▼

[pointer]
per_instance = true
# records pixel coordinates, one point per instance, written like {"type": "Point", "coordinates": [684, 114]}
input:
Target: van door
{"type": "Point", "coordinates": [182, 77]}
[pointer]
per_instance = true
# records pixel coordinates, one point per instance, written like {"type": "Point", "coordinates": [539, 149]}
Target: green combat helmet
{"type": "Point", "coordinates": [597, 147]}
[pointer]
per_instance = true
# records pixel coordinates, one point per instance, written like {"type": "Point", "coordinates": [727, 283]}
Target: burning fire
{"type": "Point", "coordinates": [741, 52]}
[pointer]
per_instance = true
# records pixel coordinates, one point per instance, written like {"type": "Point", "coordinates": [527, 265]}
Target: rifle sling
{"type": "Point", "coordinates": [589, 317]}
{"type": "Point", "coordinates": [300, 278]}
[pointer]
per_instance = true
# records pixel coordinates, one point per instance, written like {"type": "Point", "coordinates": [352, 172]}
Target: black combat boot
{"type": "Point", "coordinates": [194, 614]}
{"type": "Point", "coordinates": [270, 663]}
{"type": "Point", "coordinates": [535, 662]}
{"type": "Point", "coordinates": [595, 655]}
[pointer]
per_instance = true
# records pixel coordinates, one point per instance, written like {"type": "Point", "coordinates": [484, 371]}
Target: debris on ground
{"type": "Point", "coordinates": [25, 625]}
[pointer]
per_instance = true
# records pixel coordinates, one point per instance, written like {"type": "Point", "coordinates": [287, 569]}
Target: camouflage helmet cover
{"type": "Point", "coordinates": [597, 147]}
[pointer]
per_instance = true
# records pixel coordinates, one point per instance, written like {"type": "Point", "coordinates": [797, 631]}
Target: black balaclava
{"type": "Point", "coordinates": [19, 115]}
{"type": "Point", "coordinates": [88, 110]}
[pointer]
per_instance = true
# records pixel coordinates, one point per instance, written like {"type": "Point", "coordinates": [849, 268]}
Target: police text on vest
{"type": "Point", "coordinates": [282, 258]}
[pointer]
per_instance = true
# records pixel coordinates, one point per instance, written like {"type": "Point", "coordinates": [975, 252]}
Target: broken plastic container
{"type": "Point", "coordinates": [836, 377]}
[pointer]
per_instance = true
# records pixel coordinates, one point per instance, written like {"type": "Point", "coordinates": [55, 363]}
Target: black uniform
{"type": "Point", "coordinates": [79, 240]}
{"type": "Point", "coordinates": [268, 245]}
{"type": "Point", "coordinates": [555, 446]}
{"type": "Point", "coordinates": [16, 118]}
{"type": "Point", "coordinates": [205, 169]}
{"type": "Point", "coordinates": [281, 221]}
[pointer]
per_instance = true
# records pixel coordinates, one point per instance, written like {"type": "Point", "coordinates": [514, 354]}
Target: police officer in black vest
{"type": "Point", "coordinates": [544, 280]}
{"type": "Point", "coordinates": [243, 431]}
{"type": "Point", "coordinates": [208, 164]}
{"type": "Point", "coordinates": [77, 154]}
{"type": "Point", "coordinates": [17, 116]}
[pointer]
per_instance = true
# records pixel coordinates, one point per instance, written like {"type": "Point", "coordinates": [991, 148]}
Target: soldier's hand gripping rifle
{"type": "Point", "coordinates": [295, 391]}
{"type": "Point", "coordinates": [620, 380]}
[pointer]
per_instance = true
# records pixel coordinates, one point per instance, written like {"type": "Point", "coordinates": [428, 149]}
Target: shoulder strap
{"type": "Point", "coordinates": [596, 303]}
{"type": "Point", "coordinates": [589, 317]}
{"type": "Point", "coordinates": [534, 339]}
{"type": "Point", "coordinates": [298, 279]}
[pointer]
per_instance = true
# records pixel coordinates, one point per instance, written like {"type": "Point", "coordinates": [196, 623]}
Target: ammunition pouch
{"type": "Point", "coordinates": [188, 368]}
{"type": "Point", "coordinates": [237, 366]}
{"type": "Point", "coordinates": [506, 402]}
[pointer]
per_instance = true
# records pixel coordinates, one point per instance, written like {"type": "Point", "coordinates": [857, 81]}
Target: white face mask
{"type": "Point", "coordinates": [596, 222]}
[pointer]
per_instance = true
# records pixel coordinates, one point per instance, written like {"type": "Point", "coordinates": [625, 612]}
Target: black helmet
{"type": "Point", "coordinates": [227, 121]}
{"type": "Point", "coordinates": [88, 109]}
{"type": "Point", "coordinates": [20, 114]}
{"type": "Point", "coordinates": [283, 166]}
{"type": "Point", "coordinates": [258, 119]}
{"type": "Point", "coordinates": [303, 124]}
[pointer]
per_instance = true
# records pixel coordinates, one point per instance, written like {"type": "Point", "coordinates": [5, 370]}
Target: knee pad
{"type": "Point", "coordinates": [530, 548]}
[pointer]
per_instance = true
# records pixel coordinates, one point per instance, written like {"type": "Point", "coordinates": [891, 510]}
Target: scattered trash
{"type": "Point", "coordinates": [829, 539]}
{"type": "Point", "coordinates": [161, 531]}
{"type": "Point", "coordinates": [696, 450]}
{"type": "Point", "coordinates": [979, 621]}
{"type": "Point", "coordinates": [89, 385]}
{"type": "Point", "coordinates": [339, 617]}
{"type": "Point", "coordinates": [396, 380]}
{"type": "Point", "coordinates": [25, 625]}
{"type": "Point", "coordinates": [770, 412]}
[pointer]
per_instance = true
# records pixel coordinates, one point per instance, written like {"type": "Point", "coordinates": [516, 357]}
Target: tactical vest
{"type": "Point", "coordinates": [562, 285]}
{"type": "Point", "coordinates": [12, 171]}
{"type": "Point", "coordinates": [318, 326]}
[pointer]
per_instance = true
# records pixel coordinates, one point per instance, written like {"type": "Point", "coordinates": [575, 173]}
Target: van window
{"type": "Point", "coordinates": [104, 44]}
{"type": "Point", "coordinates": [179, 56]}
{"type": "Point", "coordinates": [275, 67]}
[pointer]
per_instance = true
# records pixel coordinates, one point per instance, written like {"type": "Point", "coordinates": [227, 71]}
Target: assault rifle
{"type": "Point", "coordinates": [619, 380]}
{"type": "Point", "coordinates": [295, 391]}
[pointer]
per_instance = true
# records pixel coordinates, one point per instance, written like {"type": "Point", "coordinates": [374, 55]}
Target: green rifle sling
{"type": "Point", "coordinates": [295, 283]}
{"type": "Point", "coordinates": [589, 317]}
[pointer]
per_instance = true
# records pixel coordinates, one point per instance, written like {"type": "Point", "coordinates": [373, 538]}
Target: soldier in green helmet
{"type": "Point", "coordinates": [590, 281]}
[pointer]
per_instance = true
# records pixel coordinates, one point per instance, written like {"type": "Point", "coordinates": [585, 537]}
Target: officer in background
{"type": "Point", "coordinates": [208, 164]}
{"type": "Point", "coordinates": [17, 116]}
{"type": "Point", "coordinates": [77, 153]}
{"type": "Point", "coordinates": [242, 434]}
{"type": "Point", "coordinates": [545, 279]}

▲

(Task prompt): Copy out the full listing exactly.

(Response for this exercise):
[pointer]
per_instance = true
# records pixel coordinates, one point per instance, written like {"type": "Point", "coordinates": [684, 114]}
input:
Target: van door
{"type": "Point", "coordinates": [182, 77]}
[pointer]
per_instance = true
# records pixel coordinates, one point per instance, written like {"type": "Point", "coordinates": [539, 149]}
Target: green combat helmet
{"type": "Point", "coordinates": [597, 147]}
[pointer]
per_instance = true
# records pixel coordinates, one point per instance, written like {"type": "Point", "coordinates": [727, 283]}
Target: burning fire
{"type": "Point", "coordinates": [741, 52]}
[pointer]
per_instance = true
# records pixel coordinates, one point per instance, written like {"type": "Point", "coordinates": [527, 265]}
Target: rifle sling
{"type": "Point", "coordinates": [589, 317]}
{"type": "Point", "coordinates": [300, 278]}
[pointer]
per_instance = true
# records pixel coordinates, one point per instance, written like {"type": "Point", "coordinates": [352, 172]}
Target: black combat boot
{"type": "Point", "coordinates": [194, 614]}
{"type": "Point", "coordinates": [270, 663]}
{"type": "Point", "coordinates": [535, 662]}
{"type": "Point", "coordinates": [595, 655]}
[pointer]
per_instance = true
# records pixel coordinates, one point per instance, written like {"type": "Point", "coordinates": [484, 371]}
Target: debris on ground
{"type": "Point", "coordinates": [25, 625]}
[pointer]
per_instance = true
# records pixel coordinates, one point per instance, written like {"type": "Point", "coordinates": [287, 569]}
Target: camouflage helmet cover
{"type": "Point", "coordinates": [597, 147]}
[pointer]
per_instance = true
# records pixel coordinates, one point per instance, written like {"type": "Point", "coordinates": [797, 631]}
Target: black balaclava
{"type": "Point", "coordinates": [19, 115]}
{"type": "Point", "coordinates": [88, 110]}
[pointer]
per_instance = true
# records pixel coordinates, one point per instance, written like {"type": "Point", "coordinates": [849, 268]}
Target: police text on vest
{"type": "Point", "coordinates": [282, 258]}
[pointer]
per_instance = true
# records pixel coordinates, one point per instance, written like {"type": "Point", "coordinates": [975, 252]}
Target: broken plastic container
{"type": "Point", "coordinates": [836, 377]}
[pointer]
per_instance = true
# records pixel coordinates, one point per instance, written like {"type": "Point", "coordinates": [55, 363]}
Target: black uniform
{"type": "Point", "coordinates": [79, 240]}
{"type": "Point", "coordinates": [268, 245]}
{"type": "Point", "coordinates": [555, 446]}
{"type": "Point", "coordinates": [16, 118]}
{"type": "Point", "coordinates": [205, 169]}
{"type": "Point", "coordinates": [281, 221]}
[pointer]
per_instance = true
# records pixel coordinates, one point per instance, written like {"type": "Point", "coordinates": [514, 354]}
Target: police officer in black vest
{"type": "Point", "coordinates": [544, 280]}
{"type": "Point", "coordinates": [243, 431]}
{"type": "Point", "coordinates": [208, 164]}
{"type": "Point", "coordinates": [77, 154]}
{"type": "Point", "coordinates": [17, 116]}
[pointer]
per_instance = true
# records pixel coordinates, one point per instance, written like {"type": "Point", "coordinates": [991, 148]}
Target: soldier's hand gripping rifle
{"type": "Point", "coordinates": [295, 391]}
{"type": "Point", "coordinates": [620, 380]}
[pointer]
per_instance = true
# records pixel coordinates, one point per instance, written like {"type": "Point", "coordinates": [428, 149]}
Target: shoulder strap
{"type": "Point", "coordinates": [596, 303]}
{"type": "Point", "coordinates": [589, 317]}
{"type": "Point", "coordinates": [534, 339]}
{"type": "Point", "coordinates": [298, 279]}
[pointer]
per_instance = true
# records pixel coordinates, one point per instance, written like {"type": "Point", "coordinates": [196, 623]}
Target: ammunition pouch
{"type": "Point", "coordinates": [188, 368]}
{"type": "Point", "coordinates": [237, 366]}
{"type": "Point", "coordinates": [506, 402]}
[pointer]
per_instance = true
# records pixel coordinates, one point per instance, written like {"type": "Point", "coordinates": [857, 81]}
Target: white face mask
{"type": "Point", "coordinates": [596, 222]}
[pointer]
per_instance = true
# records pixel coordinates, one point per instance, written like {"type": "Point", "coordinates": [625, 612]}
Target: black helmet
{"type": "Point", "coordinates": [227, 121]}
{"type": "Point", "coordinates": [88, 109]}
{"type": "Point", "coordinates": [20, 114]}
{"type": "Point", "coordinates": [283, 166]}
{"type": "Point", "coordinates": [258, 119]}
{"type": "Point", "coordinates": [303, 124]}
[pointer]
per_instance = true
# records pixel coordinates, one point per instance, written like {"type": "Point", "coordinates": [5, 370]}
Target: knee pad
{"type": "Point", "coordinates": [530, 548]}
[pointer]
per_instance = true
# records pixel coordinates, one point per instance, written like {"type": "Point", "coordinates": [891, 510]}
Target: scattered trash
{"type": "Point", "coordinates": [829, 539]}
{"type": "Point", "coordinates": [161, 531]}
{"type": "Point", "coordinates": [696, 450]}
{"type": "Point", "coordinates": [979, 621]}
{"type": "Point", "coordinates": [89, 385]}
{"type": "Point", "coordinates": [339, 617]}
{"type": "Point", "coordinates": [396, 380]}
{"type": "Point", "coordinates": [25, 625]}
{"type": "Point", "coordinates": [770, 412]}
[pointer]
per_instance = true
# records pixel coordinates, one point per instance, written like {"type": "Point", "coordinates": [516, 357]}
Target: tactical vest
{"type": "Point", "coordinates": [562, 285]}
{"type": "Point", "coordinates": [12, 171]}
{"type": "Point", "coordinates": [318, 326]}
[pointer]
per_instance = true
# records pixel coordinates, one point per instance, written like {"type": "Point", "coordinates": [575, 173]}
Target: van window
{"type": "Point", "coordinates": [104, 44]}
{"type": "Point", "coordinates": [179, 56]}
{"type": "Point", "coordinates": [275, 67]}
[pointer]
per_instance = true
# records pixel coordinates, one point per instance, written like {"type": "Point", "coordinates": [227, 71]}
Target: assault rifle
{"type": "Point", "coordinates": [619, 380]}
{"type": "Point", "coordinates": [295, 391]}
[pointer]
per_instance = true
# records pixel coordinates, one point per instance, written like {"type": "Point", "coordinates": [374, 55]}
Target: green rifle sling
{"type": "Point", "coordinates": [295, 283]}
{"type": "Point", "coordinates": [589, 317]}
[pointer]
per_instance = true
# records pixel coordinates, one point per instance, written like {"type": "Point", "coordinates": [373, 538]}
Target: soldier in green helmet
{"type": "Point", "coordinates": [590, 281]}
[pointer]
per_instance = true
# records pixel coordinates, one point per instance, written like {"type": "Point", "coordinates": [585, 537]}
Target: officer in background
{"type": "Point", "coordinates": [208, 164]}
{"type": "Point", "coordinates": [17, 116]}
{"type": "Point", "coordinates": [77, 153]}
{"type": "Point", "coordinates": [242, 434]}
{"type": "Point", "coordinates": [545, 279]}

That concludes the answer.